(Consigne écrite 1):
Répondez à ces questions d'après le texte sur le film Terreur sur la lagune.
(a) Qui signe la musique du film ?
(b) Quel est le titre original du film ?
(c) Combien de films Antonio BIDO compte-t-il au total ?

(Texte à lire):

TERREUR SUR
LA LAGUNE
Un
film d’Antonio BIDO (1978)
Titre
original : Solamente Nero
Titre
anglais : The Bloodstained shadow
Titre
espagnol : Sombra sangrienta
Scénario: Antonio BIDO, Marisa
ANDALO, Domenico MALAN
Photo: Mario VULPIANI
Musique: Stelvio CIPRIANI
Montage: Amedeo GIOMINI
Avec Lino CAPOLICCHIO, Stefania
CASINI, Massimo SERATO, Juliette MAYNIEL, Luigi CASELATTO, Attilo DUSE,
Gianfranco BULLO
VHS:
Hollywood Vidéo / DEC
DVD/
Blu Ray : Le Chat qui fume
|
Malgré la centaine (voire davantage) de gialli
évoqués dans nos pages, nous n’avions pas encore consacré un chapitre au
captivant Terreur sur la lagune
réalisé en 1978 par le peu prolifique Antonio BIDO (7 films au compteur
seulement dont 2 gialli, l’autre
s’avérant Il gatto dagli occhi di giada
(cf. Médusa Fanzine n°20 !). La très belle édition du Chat qui fume me
permet de réparer cette omission.

(Consigne écrite 2): Recopiez à l'identique tout ce qui va du début des enregistrements jusqu'à la ligne contenant "(1107, 219)", cette ligne comprise.

(Données d'annotation par points)
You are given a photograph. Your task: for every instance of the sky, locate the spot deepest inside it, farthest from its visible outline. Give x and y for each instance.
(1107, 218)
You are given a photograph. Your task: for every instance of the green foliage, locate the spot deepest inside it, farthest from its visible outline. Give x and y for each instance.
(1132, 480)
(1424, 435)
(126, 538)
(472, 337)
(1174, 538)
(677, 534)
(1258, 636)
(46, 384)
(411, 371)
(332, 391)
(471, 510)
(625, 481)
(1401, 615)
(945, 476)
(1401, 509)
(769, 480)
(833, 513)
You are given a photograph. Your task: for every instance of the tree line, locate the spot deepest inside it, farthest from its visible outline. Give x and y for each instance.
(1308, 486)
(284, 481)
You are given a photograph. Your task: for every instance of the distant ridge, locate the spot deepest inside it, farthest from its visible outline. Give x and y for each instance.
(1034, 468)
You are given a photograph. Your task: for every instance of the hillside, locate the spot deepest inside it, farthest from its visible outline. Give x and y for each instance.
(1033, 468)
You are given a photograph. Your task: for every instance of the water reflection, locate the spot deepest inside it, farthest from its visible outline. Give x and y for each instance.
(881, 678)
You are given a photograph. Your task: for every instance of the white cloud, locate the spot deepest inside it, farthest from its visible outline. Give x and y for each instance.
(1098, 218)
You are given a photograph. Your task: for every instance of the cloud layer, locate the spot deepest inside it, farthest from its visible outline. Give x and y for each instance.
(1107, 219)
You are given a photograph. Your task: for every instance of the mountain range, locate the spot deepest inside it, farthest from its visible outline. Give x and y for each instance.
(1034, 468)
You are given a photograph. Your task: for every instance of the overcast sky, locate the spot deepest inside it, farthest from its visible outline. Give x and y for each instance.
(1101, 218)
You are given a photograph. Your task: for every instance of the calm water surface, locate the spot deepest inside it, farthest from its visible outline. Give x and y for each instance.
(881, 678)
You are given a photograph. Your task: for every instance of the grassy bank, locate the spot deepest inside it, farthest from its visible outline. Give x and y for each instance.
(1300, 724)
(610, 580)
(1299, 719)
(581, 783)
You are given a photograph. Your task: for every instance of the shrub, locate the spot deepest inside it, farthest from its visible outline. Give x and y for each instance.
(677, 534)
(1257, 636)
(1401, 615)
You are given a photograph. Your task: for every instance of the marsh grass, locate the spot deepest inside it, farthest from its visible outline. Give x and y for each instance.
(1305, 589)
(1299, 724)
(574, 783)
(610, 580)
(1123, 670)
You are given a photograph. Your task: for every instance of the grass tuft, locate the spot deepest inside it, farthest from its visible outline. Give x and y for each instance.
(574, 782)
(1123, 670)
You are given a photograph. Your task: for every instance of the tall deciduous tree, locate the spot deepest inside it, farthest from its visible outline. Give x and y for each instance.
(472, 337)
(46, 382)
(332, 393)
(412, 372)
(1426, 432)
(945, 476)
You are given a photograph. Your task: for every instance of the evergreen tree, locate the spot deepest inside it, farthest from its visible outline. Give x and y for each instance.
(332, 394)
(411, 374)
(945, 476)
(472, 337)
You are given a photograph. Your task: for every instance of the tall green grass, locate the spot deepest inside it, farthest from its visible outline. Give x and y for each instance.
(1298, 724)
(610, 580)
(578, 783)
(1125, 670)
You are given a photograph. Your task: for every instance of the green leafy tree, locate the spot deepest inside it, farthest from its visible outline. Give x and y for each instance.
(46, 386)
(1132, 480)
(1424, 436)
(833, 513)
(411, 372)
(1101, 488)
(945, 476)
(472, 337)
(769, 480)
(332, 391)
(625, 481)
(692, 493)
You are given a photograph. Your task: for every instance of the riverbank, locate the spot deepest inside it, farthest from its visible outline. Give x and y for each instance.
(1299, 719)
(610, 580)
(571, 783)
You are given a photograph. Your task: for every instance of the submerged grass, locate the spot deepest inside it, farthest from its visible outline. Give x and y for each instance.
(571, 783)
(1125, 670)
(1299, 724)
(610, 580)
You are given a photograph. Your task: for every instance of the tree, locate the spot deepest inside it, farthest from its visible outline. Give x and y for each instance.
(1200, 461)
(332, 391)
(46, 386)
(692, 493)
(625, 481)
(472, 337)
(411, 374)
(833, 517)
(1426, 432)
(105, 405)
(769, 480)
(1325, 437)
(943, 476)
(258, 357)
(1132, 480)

(Corrigé de l'exercice 1):
(a) Stelvio CIPRIANI.
(b) Solamente Nero.
(c) Sept films, dont deux gialli.

(Corrigé de l'exercice 2):
You are given a photograph. Your task: for every instance of the sky, locate the spot deepest inside it, farthest from its visible outline. Give x and y for each instance.
(1107, 218)
You are given a photograph. Your task: for every instance of the green foliage, locate the spot deepest inside it, farthest from its visible outline. Give x and y for each instance.
(1132, 480)
(1424, 435)
(126, 538)
(472, 337)
(1174, 538)
(677, 534)
(1258, 636)
(46, 384)
(411, 371)
(332, 391)
(471, 510)
(625, 481)
(1401, 615)
(945, 476)
(1401, 509)
(769, 480)
(833, 513)
You are given a photograph. Your task: for every instance of the tree line, locate the spot deepest inside it, farthest from its visible outline. Give x and y for each instance.
(1308, 486)
(284, 481)
You are given a photograph. Your task: for every instance of the distant ridge, locate the spot deepest inside it, farthest from its visible outline. Give x and y for each instance.
(1034, 468)
You are given a photograph. Your task: for every instance of the hillside, locate the spot deepest inside it, farthest from its visible outline. Give x and y for each instance.
(1033, 468)
You are given a photograph. Your task: for every instance of the water reflection, locate the spot deepest inside it, farthest from its visible outline. Give x and y for each instance.
(881, 678)
You are given a photograph. Your task: for every instance of the white cloud, locate the spot deepest inside it, farthest from its visible outline. Give x and y for each instance.
(1098, 218)
You are given a photograph. Your task: for every instance of the cloud layer, locate the spot deepest inside it, farthest from its visible outline. Give x and y for each instance.
(1107, 219)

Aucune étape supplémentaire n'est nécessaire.